■ SHORT PROBLEM ■
Reproduce only the part of the listing that opens with the line containing "sky you can detect." and closes at the end of the listing, requests included. Scale every bounding-box coordinate in the answers by 1.45 and round to whole numbers, halves up, leaving the numbers in the requests and their format samples as they are.

■ GIVEN RECORDS ■

------

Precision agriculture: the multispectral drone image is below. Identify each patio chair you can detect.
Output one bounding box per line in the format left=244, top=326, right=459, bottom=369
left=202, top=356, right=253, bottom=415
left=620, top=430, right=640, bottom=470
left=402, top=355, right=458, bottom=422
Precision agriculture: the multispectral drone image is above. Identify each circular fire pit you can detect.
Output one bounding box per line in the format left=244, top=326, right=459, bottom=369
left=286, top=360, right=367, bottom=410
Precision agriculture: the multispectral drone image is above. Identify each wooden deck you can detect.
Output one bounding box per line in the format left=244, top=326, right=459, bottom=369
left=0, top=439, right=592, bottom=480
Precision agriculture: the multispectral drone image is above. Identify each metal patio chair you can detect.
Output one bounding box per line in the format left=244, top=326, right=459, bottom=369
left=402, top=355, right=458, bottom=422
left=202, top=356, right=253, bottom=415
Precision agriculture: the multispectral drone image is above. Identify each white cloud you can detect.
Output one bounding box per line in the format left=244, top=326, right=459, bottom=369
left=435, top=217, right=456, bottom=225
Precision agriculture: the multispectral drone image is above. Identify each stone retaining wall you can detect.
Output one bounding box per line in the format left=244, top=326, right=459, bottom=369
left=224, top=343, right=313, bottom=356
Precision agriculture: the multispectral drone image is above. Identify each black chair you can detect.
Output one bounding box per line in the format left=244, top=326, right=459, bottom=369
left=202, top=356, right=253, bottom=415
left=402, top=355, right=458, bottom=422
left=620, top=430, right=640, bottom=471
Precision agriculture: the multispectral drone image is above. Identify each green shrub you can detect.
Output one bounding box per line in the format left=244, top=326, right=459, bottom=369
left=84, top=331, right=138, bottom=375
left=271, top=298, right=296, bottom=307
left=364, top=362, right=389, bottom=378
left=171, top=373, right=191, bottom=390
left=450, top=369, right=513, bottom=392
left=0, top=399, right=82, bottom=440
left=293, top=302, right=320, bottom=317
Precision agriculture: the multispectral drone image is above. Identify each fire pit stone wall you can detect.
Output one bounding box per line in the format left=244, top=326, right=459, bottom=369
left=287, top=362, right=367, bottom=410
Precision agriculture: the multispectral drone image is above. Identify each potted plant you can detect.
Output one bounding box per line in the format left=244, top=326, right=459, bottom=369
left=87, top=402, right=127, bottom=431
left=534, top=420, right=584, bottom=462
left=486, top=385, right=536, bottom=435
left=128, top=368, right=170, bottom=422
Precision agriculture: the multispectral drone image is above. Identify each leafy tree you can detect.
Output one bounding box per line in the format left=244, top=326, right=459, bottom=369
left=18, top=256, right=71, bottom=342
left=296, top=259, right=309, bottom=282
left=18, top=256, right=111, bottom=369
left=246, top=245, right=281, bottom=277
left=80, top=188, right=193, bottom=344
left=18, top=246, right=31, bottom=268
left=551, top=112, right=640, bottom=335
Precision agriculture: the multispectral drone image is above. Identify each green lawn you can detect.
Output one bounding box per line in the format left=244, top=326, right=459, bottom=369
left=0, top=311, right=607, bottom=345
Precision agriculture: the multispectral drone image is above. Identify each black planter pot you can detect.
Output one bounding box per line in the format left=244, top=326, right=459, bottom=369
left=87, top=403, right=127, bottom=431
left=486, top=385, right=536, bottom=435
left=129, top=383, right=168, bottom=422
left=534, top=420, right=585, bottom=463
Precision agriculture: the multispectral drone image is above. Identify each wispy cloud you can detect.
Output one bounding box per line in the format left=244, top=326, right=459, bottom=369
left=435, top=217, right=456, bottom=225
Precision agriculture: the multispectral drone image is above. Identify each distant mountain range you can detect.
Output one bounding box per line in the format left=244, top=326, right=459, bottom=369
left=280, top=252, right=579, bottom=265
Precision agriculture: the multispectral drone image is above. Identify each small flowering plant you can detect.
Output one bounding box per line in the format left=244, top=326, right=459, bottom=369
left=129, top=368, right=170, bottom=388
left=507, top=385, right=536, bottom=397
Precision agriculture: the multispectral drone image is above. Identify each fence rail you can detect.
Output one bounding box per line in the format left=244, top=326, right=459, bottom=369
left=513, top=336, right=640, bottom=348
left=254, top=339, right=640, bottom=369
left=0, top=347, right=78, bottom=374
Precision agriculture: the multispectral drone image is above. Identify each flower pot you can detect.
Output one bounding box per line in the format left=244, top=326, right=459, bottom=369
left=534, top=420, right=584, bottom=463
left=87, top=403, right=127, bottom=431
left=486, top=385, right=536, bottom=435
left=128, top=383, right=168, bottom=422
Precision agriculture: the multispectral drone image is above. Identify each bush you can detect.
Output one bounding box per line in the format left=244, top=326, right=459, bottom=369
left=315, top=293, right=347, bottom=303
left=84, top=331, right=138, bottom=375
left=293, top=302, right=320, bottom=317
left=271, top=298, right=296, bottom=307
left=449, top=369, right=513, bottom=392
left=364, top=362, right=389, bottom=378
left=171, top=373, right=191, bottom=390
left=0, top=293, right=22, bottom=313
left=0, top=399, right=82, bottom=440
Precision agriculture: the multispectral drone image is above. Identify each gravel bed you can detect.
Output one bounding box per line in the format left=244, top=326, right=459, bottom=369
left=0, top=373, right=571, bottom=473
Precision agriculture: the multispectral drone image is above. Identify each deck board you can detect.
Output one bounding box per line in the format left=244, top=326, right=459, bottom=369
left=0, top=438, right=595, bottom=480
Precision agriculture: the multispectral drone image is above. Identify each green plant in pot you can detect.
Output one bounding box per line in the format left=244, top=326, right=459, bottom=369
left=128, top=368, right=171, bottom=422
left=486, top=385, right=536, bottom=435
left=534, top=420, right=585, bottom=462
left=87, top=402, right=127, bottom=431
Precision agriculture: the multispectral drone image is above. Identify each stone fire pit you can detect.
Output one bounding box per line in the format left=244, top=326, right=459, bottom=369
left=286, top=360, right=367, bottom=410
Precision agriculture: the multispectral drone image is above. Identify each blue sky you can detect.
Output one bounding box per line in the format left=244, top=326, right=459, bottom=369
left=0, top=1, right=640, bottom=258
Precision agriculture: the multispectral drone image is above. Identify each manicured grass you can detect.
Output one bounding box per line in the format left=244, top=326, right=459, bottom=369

------

■ COMPLETE RESPONSE ■
Precision agriculture: the multispectral drone image is above. Identify each blue sky you can detect.
Output one bounding box per line in the format left=244, top=326, right=459, bottom=369
left=0, top=1, right=928, bottom=374
Precision agriculture: the multispectral drone image is above. Identify each manicured grass you can detect.
Output one bounding box per line in the format left=244, top=326, right=459, bottom=369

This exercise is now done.